Exercise instructions: Please copy every line of the data in which the string "floor" appears.

····················

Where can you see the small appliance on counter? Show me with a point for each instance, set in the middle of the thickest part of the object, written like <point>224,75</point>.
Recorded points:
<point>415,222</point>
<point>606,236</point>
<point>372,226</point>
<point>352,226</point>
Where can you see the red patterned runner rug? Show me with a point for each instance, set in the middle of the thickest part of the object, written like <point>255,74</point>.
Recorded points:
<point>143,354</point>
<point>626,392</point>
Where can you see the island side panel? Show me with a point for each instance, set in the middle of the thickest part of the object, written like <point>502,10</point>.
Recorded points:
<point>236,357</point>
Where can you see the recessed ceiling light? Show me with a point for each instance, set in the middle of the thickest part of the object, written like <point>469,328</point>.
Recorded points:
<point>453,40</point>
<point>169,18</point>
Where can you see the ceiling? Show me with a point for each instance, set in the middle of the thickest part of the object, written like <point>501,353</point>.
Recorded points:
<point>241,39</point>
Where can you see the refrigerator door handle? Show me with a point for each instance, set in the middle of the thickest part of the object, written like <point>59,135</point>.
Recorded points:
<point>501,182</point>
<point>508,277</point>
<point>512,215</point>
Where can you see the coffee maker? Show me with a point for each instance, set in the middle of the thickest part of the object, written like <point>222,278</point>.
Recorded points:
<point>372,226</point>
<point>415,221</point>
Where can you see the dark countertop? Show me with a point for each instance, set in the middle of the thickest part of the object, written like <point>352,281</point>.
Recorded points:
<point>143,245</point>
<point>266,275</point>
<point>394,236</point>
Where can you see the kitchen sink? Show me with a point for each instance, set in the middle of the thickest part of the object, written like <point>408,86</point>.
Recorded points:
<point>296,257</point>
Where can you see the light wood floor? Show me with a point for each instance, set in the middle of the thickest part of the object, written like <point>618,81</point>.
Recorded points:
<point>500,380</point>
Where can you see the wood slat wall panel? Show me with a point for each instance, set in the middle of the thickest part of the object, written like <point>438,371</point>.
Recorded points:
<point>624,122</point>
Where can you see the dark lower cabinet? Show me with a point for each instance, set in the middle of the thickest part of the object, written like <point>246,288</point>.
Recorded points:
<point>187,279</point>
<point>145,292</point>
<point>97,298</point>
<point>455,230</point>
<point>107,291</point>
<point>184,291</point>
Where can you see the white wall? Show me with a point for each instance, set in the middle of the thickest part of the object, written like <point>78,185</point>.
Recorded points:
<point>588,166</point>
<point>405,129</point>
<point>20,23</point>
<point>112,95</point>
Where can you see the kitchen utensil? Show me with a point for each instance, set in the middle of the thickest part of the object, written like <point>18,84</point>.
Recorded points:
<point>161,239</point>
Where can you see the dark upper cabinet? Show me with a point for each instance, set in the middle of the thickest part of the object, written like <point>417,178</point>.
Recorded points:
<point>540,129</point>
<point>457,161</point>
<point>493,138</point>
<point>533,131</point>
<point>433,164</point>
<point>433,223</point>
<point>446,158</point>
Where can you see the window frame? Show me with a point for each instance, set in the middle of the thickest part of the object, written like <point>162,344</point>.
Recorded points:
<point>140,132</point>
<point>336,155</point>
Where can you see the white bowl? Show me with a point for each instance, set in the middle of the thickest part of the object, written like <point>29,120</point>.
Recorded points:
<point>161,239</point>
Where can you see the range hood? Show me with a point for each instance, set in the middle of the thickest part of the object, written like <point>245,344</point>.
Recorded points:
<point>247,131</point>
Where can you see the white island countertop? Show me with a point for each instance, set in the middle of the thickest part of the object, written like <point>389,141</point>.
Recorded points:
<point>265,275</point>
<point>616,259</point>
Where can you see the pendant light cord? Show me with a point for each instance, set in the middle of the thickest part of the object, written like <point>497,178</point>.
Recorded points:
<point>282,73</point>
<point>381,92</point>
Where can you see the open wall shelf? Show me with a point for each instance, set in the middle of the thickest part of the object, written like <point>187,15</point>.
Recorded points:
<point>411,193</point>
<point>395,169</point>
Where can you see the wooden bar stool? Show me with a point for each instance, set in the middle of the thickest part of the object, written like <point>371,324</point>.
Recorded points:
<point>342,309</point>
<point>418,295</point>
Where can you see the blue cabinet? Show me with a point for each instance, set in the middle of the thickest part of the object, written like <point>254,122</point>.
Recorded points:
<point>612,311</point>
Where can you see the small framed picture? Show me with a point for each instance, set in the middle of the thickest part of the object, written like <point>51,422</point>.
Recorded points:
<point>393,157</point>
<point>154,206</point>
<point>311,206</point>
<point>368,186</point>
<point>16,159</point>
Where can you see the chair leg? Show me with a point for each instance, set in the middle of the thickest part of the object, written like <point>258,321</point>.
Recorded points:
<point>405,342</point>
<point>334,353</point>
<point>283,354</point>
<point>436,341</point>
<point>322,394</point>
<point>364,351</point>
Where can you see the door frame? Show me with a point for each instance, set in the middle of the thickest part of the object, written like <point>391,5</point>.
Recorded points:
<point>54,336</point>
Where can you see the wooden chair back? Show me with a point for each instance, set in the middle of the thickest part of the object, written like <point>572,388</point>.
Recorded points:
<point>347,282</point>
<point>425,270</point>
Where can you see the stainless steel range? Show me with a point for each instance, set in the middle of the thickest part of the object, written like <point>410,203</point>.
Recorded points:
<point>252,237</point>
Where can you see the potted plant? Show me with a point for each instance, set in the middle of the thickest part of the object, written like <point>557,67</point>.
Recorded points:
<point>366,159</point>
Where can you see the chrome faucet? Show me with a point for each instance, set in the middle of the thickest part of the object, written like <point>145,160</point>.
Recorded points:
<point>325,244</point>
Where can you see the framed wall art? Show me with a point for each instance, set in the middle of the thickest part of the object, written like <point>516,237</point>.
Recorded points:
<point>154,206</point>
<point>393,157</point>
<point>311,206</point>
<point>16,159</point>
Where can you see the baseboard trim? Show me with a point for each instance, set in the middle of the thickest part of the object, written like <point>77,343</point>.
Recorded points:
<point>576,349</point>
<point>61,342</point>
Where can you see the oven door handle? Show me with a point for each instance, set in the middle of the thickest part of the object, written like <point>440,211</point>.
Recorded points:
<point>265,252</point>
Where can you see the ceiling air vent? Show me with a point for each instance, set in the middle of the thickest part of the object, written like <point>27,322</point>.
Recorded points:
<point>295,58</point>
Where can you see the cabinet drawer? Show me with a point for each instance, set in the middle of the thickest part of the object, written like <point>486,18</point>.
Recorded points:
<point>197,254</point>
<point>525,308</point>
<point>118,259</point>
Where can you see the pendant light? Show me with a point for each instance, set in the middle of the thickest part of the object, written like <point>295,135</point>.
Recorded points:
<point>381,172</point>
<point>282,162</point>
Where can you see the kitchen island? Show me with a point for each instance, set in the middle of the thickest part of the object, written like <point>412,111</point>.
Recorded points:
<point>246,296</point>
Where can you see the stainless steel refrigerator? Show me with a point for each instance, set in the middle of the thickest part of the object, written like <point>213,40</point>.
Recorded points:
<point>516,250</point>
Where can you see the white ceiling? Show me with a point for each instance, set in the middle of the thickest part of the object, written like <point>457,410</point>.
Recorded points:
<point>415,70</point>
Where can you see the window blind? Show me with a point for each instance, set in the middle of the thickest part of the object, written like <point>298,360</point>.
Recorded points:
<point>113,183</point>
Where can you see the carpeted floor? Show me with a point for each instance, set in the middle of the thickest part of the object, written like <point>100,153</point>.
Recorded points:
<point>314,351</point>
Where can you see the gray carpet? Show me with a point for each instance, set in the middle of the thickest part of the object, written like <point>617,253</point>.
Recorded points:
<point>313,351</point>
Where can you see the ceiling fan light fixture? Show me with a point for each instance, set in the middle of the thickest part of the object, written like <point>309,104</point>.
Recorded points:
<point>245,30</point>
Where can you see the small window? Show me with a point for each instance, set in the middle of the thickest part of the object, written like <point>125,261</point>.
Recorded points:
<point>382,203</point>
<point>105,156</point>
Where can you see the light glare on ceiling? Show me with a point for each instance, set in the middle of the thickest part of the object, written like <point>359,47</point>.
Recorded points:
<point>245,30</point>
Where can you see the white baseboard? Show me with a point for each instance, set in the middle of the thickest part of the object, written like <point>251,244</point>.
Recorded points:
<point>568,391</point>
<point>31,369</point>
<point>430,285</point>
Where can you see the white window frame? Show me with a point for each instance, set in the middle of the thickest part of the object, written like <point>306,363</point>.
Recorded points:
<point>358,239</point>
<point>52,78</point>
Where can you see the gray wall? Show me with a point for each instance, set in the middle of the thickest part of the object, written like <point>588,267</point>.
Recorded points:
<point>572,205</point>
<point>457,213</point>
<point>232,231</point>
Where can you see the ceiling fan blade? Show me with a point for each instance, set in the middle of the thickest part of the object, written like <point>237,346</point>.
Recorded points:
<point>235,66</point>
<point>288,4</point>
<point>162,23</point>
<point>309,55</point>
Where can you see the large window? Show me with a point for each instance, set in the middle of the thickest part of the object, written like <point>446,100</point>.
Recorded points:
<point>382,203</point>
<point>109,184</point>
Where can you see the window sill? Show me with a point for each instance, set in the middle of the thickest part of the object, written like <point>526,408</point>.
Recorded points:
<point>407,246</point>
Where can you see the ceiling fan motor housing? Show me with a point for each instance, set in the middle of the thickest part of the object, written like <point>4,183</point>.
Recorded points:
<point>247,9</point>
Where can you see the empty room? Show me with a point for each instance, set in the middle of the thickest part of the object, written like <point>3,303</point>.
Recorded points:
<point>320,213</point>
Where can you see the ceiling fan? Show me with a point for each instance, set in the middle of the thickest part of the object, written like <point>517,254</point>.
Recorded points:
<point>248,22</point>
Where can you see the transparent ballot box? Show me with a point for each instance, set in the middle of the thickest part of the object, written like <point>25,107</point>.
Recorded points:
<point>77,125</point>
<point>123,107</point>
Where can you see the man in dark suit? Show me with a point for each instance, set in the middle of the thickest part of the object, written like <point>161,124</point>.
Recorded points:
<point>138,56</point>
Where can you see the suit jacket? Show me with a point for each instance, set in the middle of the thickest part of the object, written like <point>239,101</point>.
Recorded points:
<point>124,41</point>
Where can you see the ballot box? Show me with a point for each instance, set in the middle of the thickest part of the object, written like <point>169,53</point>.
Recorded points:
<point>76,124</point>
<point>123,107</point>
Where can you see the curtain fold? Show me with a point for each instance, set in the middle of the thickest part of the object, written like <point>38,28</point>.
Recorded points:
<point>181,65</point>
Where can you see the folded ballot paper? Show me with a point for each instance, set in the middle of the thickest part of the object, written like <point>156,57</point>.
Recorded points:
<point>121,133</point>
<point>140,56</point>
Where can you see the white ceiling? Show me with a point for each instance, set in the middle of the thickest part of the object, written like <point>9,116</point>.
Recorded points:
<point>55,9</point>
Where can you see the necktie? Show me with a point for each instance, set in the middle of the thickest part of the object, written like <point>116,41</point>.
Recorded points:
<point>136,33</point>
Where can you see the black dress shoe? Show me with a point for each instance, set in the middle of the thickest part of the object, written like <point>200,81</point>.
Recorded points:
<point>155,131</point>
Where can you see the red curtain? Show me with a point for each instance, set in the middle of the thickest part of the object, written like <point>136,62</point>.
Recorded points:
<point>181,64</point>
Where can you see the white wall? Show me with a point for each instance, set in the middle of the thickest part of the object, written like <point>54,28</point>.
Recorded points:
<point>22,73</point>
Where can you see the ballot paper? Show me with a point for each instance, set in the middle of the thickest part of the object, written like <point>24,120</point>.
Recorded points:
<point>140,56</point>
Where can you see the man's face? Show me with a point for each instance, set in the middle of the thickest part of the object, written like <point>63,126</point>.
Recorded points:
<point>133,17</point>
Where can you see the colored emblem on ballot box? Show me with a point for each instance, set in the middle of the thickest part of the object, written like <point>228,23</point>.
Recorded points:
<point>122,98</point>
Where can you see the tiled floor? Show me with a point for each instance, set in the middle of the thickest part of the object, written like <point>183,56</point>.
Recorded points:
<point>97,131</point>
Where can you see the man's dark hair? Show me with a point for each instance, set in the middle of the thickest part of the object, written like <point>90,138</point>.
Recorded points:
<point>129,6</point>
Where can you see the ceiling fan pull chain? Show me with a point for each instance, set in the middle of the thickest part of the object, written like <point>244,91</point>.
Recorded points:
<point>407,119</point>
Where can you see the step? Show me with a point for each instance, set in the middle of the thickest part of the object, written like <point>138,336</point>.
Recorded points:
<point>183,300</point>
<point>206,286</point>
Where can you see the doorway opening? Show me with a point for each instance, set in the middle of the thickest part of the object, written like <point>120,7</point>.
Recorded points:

····················

Output:
Where can you see the light wood floor? Show me with a point for each instance, set in the middle of the thickest part of the object, written like <point>618,81</point>.
Where can you see the carpeted floor? Show me with a point for each instance, set in the middle of the thickest part of the object, written like <point>100,153</point>.
Where can you see the tiled floor? Show me with a point for each instance, set in the middle of the thickest part of the object, written like <point>183,56</point>.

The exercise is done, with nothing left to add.